- About this task -
Within the entries that follow, report how many lines contain the word "fleece", giving the number by itself.

- Excerpted data -
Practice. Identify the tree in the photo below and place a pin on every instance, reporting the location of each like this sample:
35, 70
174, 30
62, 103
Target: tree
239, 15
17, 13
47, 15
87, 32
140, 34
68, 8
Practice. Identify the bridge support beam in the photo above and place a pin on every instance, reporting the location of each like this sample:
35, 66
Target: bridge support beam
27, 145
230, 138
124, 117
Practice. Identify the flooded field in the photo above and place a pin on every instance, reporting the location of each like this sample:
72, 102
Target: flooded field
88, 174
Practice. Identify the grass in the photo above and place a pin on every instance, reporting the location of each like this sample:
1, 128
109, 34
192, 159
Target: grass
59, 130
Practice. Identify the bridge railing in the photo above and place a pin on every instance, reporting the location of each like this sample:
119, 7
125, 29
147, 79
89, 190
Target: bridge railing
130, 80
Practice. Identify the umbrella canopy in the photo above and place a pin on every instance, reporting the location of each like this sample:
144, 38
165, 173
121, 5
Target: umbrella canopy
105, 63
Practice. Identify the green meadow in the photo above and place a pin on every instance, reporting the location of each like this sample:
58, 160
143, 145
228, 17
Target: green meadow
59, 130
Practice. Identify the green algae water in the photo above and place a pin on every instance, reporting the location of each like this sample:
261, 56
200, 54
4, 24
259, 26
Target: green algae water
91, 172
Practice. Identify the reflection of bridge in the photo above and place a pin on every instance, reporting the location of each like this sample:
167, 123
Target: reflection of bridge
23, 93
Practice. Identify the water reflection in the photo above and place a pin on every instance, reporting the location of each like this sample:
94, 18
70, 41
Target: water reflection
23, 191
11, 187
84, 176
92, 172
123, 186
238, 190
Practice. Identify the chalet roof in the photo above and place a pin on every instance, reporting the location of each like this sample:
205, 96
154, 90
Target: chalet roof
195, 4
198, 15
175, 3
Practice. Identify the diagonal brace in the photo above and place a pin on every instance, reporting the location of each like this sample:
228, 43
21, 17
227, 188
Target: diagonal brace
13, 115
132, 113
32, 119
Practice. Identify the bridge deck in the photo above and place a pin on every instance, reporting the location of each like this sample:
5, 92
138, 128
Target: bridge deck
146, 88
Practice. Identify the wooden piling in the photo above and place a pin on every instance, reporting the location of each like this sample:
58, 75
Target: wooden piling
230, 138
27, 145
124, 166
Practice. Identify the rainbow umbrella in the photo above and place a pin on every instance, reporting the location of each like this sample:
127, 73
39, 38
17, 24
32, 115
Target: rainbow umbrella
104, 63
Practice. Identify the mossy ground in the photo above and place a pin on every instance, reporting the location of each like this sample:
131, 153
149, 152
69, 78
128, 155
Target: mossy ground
==
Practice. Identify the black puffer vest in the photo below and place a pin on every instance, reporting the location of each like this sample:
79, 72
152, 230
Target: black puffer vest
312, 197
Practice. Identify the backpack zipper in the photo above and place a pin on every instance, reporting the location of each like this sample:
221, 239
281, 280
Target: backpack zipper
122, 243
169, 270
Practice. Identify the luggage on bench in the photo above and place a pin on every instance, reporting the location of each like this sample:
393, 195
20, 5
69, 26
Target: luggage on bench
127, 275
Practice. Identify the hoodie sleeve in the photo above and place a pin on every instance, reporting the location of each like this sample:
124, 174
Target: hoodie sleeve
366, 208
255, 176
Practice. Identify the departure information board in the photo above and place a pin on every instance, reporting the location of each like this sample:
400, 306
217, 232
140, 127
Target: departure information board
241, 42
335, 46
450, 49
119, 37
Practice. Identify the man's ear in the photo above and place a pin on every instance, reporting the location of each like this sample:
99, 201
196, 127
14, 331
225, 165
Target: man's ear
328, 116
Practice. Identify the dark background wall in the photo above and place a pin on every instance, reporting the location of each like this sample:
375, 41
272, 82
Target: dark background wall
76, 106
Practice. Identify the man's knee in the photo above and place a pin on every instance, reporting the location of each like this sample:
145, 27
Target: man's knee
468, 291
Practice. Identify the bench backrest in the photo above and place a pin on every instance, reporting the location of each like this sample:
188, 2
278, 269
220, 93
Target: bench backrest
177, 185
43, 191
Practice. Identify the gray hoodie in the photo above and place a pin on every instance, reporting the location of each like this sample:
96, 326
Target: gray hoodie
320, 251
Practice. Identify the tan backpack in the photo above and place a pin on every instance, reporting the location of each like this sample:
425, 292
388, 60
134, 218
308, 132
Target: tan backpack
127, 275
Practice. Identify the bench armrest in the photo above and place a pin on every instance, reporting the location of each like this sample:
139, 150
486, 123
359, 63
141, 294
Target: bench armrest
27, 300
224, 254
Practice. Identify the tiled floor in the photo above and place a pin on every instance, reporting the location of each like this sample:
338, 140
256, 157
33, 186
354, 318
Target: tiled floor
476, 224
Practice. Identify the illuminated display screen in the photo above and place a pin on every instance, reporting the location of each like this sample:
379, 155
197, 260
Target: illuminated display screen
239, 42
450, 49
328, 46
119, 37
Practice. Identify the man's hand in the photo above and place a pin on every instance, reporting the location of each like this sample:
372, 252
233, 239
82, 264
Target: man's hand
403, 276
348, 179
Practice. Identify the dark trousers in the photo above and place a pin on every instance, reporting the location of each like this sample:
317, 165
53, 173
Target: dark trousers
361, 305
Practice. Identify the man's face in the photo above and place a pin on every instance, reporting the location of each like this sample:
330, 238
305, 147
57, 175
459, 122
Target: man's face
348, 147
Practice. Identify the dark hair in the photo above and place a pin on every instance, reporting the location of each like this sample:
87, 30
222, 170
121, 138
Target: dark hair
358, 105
--
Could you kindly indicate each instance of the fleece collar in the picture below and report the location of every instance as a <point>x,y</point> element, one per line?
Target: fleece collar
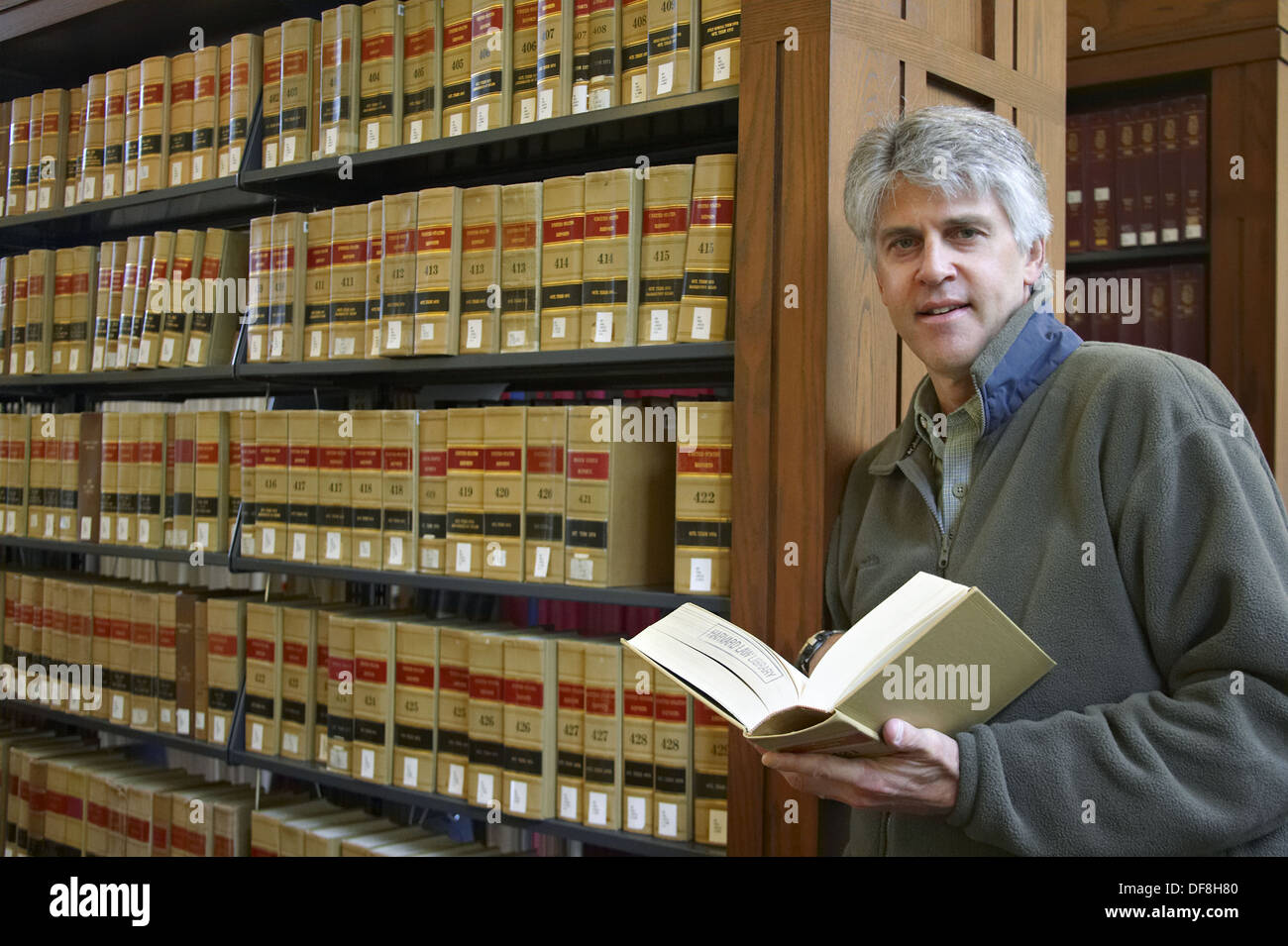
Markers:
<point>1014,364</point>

- Result of the exercise -
2